Items listed in a dataset
________

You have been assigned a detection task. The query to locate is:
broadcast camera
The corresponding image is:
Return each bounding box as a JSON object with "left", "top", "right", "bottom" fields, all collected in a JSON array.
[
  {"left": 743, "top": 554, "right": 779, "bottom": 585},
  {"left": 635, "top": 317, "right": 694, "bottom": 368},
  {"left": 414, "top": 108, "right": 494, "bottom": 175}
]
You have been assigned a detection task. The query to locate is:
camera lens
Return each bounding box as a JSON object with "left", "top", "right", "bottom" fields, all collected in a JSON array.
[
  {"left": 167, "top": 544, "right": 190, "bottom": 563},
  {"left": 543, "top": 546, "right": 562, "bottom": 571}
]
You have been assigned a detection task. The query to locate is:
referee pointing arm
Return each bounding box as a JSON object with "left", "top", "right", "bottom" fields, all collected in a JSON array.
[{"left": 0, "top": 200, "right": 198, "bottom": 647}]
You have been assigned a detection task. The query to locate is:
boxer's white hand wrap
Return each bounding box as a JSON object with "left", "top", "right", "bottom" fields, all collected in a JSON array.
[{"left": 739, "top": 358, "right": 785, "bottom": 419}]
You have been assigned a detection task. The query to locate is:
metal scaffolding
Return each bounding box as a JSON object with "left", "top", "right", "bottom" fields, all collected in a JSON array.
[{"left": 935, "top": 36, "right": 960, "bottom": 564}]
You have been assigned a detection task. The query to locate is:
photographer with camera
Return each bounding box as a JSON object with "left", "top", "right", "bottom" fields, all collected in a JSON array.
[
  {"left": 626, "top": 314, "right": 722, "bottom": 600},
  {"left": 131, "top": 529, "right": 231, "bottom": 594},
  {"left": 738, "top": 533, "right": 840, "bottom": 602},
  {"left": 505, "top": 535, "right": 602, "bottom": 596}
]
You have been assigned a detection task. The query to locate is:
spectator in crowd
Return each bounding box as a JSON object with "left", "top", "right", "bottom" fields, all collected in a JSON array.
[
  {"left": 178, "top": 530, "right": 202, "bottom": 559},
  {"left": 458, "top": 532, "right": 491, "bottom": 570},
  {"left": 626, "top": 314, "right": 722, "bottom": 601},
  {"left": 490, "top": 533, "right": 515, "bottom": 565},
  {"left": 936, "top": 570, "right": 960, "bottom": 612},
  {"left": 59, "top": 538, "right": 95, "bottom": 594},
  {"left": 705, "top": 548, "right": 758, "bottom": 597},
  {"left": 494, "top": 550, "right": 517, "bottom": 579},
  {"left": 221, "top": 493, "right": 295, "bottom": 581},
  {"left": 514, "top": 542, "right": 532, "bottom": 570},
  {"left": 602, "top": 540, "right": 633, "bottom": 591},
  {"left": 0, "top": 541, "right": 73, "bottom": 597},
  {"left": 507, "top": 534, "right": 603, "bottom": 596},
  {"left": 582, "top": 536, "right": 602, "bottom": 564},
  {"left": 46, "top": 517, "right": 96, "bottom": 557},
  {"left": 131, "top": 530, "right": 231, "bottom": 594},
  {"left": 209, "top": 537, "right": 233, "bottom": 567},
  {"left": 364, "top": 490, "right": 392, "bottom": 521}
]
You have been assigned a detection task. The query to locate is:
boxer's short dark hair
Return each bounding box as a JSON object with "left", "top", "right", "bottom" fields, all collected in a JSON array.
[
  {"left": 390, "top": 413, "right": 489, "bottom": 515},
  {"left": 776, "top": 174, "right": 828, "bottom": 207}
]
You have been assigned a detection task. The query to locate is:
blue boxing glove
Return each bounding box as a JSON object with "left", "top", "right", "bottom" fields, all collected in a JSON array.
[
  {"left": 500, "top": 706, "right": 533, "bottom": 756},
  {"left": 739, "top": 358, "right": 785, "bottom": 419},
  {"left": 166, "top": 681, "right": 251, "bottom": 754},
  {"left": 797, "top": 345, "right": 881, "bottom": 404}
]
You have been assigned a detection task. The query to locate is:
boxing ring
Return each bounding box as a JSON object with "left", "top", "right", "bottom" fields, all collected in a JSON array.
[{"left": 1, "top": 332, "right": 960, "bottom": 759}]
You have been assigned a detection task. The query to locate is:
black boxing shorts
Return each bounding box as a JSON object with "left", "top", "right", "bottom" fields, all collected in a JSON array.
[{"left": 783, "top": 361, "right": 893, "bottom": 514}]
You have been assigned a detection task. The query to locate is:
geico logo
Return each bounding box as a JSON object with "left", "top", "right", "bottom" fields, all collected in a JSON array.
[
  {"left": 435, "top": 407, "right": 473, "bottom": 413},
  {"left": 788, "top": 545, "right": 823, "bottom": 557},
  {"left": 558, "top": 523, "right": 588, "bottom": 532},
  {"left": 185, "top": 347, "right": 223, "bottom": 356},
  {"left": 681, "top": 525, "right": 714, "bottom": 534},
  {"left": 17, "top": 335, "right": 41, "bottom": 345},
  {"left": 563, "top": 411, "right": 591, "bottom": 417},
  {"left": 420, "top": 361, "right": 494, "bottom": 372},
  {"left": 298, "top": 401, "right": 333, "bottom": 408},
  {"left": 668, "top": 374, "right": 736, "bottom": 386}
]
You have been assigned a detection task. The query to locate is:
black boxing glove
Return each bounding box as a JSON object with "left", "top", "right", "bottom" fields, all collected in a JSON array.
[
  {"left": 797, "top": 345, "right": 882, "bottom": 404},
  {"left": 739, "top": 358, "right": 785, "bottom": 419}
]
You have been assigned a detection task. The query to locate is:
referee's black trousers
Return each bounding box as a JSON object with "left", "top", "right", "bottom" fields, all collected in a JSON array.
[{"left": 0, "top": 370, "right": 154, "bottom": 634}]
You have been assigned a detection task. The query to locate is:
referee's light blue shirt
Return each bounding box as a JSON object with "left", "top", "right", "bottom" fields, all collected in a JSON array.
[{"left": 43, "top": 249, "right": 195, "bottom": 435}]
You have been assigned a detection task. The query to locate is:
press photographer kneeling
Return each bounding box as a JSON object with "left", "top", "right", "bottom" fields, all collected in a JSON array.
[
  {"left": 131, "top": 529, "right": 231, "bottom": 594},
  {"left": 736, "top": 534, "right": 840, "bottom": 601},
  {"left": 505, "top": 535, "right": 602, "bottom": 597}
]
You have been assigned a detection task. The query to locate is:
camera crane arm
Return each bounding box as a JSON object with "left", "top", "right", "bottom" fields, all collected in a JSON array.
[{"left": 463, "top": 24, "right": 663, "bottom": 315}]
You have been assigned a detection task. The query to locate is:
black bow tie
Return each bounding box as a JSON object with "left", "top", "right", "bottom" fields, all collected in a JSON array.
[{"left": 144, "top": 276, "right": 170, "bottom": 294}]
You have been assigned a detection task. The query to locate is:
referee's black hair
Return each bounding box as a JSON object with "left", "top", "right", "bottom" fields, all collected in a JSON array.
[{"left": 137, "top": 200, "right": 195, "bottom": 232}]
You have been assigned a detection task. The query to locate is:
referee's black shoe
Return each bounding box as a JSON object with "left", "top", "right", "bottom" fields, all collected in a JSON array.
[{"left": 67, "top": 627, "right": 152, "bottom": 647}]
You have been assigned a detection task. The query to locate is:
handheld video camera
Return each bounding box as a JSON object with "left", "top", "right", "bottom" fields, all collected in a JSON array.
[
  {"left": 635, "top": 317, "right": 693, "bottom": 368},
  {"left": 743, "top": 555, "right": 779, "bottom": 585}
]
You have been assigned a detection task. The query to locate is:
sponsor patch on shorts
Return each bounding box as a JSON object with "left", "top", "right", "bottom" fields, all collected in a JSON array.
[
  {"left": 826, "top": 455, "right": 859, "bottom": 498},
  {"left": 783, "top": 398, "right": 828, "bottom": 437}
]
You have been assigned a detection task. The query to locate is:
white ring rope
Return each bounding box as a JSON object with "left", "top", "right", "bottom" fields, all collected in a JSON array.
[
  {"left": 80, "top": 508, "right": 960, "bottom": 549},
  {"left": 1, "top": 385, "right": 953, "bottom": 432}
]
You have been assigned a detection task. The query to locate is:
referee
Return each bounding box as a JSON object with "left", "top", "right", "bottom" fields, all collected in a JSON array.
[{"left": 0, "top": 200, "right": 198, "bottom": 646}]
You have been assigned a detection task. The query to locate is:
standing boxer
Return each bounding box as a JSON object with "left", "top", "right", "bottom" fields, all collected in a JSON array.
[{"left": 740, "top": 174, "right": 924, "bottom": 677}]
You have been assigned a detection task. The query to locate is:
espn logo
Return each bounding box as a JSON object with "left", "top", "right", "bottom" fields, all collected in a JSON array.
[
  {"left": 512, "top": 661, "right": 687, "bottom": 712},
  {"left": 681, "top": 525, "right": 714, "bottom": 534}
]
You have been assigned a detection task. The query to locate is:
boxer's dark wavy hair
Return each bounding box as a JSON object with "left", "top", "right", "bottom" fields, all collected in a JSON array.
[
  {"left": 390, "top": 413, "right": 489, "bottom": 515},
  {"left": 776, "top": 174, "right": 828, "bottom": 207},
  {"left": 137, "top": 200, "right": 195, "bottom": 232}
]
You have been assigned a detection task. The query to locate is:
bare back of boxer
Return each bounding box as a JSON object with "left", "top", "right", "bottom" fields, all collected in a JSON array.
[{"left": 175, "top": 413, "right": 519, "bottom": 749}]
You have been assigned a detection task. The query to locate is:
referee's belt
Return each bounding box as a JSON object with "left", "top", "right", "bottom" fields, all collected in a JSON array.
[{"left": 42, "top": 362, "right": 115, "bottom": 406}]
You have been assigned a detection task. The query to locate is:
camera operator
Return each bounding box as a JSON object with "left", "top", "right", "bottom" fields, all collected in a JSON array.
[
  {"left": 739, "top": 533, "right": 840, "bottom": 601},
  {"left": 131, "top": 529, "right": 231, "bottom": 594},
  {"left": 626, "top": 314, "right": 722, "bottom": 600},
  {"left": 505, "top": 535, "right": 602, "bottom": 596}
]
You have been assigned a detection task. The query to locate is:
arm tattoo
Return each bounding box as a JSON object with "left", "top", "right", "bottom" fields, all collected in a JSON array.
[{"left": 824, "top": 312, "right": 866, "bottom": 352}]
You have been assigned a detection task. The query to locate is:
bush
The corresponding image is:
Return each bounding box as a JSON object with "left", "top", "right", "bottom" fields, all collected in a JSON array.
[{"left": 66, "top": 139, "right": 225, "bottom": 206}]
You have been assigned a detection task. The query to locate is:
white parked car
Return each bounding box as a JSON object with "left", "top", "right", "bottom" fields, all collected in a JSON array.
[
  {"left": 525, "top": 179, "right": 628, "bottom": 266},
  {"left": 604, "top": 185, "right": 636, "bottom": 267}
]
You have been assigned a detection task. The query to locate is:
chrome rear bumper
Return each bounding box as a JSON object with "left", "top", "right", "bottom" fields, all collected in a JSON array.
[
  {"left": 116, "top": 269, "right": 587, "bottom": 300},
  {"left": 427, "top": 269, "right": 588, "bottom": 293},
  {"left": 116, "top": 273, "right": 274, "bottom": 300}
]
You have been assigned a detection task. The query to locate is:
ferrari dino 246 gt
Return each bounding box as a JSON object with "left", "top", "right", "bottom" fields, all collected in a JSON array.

________

• Prompt: For this exercise, return every line from the data that holds the string "white".

• Answer to the exercise:
boxer's white hand wrap
white ring rope
white parked car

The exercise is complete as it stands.